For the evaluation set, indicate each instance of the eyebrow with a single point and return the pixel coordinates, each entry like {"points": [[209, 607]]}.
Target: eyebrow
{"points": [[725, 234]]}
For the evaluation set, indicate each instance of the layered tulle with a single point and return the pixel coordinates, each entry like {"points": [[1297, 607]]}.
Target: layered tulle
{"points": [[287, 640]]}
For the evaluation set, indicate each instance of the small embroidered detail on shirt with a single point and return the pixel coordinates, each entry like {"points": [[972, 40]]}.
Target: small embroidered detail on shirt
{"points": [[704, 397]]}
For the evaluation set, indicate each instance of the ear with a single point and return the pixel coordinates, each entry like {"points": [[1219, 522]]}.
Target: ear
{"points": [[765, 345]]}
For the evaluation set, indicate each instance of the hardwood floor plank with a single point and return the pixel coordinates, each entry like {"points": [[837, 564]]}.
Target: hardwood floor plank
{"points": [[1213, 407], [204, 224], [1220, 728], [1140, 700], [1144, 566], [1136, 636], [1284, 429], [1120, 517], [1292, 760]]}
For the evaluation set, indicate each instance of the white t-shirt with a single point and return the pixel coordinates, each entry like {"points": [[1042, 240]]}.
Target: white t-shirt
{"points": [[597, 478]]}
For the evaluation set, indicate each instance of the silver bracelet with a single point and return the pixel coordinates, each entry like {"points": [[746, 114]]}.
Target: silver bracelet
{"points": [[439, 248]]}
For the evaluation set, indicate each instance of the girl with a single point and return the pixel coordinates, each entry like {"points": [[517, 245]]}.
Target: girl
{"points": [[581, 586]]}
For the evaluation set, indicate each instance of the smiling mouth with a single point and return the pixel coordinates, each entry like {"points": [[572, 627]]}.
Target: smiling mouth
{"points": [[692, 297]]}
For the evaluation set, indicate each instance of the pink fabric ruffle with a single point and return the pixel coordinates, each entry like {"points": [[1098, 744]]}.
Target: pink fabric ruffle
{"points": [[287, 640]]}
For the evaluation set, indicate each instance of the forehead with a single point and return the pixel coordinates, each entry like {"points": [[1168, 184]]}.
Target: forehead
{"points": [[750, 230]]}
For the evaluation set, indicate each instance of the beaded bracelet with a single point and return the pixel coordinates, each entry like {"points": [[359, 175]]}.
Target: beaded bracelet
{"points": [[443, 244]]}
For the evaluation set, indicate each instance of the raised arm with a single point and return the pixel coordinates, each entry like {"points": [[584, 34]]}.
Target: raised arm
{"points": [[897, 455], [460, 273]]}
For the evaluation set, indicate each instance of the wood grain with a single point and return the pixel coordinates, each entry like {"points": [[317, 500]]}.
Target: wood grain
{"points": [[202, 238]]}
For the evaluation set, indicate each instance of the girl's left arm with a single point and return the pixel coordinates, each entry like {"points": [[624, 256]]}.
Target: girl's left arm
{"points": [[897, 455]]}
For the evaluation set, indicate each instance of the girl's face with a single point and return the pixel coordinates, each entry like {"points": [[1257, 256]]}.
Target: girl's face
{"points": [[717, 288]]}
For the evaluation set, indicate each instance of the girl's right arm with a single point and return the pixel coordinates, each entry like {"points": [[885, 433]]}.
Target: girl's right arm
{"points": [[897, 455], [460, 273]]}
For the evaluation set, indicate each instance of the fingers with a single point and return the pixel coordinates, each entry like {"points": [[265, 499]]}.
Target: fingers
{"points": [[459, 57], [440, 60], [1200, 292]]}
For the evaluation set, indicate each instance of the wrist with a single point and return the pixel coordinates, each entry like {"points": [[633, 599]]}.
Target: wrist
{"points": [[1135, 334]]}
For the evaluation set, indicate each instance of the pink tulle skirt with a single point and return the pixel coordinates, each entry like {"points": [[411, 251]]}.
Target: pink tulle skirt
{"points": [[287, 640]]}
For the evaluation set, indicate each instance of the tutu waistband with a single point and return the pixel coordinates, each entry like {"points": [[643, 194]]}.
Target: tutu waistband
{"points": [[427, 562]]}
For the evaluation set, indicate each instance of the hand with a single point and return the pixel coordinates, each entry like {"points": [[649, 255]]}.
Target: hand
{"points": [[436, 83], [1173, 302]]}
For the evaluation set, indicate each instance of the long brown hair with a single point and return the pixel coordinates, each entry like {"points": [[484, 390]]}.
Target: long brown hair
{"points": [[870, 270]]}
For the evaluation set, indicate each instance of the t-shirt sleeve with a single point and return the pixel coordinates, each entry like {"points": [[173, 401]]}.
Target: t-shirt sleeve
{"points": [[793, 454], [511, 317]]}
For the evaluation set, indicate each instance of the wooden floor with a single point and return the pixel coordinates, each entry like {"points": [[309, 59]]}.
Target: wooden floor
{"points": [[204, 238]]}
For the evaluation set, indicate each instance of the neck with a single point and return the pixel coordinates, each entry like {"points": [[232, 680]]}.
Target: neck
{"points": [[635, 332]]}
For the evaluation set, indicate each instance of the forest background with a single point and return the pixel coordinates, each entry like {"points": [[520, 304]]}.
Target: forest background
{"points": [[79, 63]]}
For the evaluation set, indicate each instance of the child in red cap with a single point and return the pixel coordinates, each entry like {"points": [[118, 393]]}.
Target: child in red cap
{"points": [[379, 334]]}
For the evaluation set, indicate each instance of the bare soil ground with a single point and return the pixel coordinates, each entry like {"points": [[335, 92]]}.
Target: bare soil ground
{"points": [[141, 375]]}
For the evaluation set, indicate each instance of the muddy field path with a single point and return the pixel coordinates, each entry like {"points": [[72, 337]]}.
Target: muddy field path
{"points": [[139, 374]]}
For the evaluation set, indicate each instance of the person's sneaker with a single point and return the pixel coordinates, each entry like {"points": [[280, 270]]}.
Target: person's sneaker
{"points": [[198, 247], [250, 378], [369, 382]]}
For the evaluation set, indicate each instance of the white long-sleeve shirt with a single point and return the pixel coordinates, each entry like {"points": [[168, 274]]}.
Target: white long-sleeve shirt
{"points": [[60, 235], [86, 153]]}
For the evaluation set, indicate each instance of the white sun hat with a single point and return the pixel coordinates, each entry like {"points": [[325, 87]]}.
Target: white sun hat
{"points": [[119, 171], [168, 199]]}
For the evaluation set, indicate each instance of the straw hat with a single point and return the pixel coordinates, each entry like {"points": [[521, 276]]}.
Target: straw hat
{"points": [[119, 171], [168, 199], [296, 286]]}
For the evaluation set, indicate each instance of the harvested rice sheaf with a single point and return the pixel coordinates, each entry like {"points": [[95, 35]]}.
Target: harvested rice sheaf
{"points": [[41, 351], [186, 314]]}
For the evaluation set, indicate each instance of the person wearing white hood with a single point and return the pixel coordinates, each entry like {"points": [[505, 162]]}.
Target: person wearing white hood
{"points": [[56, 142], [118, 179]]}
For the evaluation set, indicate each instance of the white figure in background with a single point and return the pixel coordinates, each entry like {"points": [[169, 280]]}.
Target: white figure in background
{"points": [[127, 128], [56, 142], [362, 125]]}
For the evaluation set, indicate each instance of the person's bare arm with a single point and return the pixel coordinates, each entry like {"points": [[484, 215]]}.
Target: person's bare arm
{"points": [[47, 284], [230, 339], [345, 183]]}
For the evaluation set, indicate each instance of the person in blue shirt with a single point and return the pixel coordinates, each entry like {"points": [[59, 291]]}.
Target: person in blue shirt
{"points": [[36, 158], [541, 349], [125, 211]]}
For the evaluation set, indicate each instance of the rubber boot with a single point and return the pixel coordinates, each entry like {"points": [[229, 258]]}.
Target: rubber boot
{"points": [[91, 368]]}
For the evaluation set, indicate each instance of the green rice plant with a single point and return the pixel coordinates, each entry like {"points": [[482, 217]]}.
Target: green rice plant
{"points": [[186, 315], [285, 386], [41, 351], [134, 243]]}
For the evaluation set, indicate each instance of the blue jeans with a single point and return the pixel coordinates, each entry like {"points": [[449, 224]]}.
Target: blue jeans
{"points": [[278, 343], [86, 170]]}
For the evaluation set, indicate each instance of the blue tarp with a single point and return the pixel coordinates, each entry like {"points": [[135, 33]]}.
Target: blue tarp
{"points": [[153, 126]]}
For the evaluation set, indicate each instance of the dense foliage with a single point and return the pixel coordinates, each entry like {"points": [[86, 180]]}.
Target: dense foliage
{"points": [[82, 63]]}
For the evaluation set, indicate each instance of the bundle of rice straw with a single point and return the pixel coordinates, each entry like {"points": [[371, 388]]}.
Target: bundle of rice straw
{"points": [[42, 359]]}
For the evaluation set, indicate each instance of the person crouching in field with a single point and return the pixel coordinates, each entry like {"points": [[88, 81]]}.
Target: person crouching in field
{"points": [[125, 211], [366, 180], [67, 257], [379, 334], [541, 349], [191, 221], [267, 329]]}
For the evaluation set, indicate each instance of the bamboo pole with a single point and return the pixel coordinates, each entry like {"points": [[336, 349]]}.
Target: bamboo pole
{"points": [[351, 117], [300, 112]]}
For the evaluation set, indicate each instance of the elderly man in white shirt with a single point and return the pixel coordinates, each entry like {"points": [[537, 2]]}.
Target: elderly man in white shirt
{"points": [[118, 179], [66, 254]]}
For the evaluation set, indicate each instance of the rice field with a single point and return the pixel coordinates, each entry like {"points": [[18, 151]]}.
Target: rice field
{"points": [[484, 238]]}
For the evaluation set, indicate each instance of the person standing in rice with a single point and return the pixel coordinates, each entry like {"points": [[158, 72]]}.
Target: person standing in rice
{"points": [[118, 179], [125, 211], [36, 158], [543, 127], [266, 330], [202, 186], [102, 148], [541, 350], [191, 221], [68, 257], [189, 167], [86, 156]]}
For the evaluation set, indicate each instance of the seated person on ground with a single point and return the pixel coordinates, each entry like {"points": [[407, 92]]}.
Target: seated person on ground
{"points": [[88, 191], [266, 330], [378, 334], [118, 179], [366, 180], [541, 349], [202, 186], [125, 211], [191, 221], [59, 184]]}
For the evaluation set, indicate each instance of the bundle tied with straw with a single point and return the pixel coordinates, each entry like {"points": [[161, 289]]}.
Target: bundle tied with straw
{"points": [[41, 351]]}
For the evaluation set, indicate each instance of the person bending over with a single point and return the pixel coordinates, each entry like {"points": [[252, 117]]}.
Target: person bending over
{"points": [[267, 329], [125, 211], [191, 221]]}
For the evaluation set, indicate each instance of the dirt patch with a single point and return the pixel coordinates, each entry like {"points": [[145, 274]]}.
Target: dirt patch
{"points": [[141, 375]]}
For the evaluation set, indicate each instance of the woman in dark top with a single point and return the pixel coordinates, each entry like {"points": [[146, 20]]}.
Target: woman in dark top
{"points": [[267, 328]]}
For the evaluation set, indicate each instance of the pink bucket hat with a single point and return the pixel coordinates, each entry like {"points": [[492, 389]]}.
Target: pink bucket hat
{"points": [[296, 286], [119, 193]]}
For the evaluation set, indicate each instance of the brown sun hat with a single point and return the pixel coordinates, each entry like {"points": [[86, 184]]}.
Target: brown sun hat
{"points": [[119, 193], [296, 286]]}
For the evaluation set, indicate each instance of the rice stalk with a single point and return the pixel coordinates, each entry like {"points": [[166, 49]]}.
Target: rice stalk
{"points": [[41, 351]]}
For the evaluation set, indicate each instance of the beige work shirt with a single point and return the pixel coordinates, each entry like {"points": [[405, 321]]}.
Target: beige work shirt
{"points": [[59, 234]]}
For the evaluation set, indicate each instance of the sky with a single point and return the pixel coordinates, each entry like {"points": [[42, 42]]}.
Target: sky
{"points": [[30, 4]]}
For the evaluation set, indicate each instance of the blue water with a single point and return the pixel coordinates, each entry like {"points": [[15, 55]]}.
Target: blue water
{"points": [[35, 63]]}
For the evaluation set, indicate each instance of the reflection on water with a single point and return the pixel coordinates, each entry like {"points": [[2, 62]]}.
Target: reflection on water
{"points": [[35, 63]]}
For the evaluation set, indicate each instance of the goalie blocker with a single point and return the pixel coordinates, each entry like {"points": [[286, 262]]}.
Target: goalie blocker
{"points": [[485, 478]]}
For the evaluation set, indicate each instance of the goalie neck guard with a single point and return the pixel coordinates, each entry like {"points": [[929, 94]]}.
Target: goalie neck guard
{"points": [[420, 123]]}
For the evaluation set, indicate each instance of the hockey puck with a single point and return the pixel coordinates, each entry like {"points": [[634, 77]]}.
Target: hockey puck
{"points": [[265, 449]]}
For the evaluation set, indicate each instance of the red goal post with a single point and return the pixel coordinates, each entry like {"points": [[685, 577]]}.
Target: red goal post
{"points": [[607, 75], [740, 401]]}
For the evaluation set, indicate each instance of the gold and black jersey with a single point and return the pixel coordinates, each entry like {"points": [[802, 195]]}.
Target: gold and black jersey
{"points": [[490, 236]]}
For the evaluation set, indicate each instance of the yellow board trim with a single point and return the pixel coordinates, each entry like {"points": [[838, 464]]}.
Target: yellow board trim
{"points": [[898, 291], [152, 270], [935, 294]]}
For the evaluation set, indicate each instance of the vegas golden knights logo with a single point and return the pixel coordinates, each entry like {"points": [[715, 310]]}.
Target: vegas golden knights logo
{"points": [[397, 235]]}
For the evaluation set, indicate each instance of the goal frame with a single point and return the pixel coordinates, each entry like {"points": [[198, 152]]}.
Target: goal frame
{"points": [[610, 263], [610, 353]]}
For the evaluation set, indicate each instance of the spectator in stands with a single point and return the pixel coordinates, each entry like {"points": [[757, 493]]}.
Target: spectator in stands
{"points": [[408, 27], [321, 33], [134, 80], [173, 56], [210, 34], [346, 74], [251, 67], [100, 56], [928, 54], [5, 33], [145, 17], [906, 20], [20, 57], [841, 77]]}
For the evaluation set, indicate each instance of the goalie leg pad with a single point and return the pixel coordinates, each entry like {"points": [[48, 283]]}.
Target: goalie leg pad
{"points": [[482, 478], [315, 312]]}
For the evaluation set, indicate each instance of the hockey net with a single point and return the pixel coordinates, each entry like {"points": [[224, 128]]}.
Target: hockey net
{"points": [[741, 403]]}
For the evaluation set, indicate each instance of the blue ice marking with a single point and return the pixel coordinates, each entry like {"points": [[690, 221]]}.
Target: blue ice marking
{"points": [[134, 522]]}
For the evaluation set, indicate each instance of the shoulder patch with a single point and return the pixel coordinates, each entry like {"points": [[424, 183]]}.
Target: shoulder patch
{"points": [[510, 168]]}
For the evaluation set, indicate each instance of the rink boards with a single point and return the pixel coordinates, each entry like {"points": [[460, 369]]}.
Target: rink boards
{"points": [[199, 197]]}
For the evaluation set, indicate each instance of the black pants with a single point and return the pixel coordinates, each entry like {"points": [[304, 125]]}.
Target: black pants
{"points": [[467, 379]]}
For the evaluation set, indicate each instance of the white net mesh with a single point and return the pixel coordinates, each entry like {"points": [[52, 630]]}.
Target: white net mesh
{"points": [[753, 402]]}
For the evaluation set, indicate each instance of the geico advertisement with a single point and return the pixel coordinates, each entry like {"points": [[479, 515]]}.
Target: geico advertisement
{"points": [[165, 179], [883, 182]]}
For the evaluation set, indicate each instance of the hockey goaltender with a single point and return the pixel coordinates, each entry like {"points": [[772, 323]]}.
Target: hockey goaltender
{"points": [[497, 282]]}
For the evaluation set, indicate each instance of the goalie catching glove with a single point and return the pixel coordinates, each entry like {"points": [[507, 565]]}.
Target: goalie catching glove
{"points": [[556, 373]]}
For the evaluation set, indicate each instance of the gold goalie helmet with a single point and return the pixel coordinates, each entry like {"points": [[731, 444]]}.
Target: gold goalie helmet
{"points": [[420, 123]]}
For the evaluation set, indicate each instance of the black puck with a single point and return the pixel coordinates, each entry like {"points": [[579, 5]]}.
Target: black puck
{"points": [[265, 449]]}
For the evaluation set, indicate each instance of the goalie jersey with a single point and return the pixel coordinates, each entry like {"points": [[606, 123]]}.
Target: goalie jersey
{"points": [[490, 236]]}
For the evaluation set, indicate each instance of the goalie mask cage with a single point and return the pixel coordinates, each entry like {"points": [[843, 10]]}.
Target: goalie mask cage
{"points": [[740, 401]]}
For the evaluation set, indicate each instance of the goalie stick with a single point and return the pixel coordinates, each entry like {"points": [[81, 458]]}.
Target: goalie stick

### Exercise details
In the records above, locate the line that contains "For the evaluation set, indicate each instance of the black puck". Repeat it and every line after it, exactly, and nothing else.

### Solution for this task
For the evaluation set, indicate each instance of the black puck with a single point and return the pixel coordinates, each entry like {"points": [[579, 5]]}.
Target: black puck
{"points": [[265, 449]]}
For the evaluation set, indicate each instance of the goalie jersey with a single point and return the pixel coordinates, each entry like {"points": [[606, 123]]}.
Target: goalie jersey
{"points": [[490, 236]]}
For the evaluation set, indicate each instance of the goalie mask cage with a single point and return the pixel coordinates, each entry like {"points": [[843, 10]]}.
Target: goalie mask cage
{"points": [[740, 401]]}
For the evaluation set, indicate each instance of the goalie stick with a single point and return the pixel coordinates, each entry like {"points": [[81, 458]]}.
Target: goalie stick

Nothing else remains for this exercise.